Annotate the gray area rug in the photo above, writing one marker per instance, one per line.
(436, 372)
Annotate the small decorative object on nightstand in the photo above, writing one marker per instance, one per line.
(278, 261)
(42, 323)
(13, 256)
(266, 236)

--------------------

Set down the listing above in full, please, exactly as it appears.

Annotate the gray area rug in the photo above, writing one marker per instance, one per line.
(436, 372)
Annotate the small decorative object on nightstand in the photo above, writing one marker per instance, one per line.
(278, 261)
(42, 323)
(13, 256)
(266, 236)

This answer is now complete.